┌──
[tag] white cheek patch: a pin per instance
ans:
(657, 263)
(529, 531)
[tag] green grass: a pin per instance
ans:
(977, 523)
└──
EXERCISE PROMPT: The response should repeat the whole listing exactly.

RESULT OF THIS TASK:
[tag] white cheek patch: a pin per instance
ans:
(657, 263)
(529, 531)
[tag] green grass: a pin per instance
ans:
(977, 523)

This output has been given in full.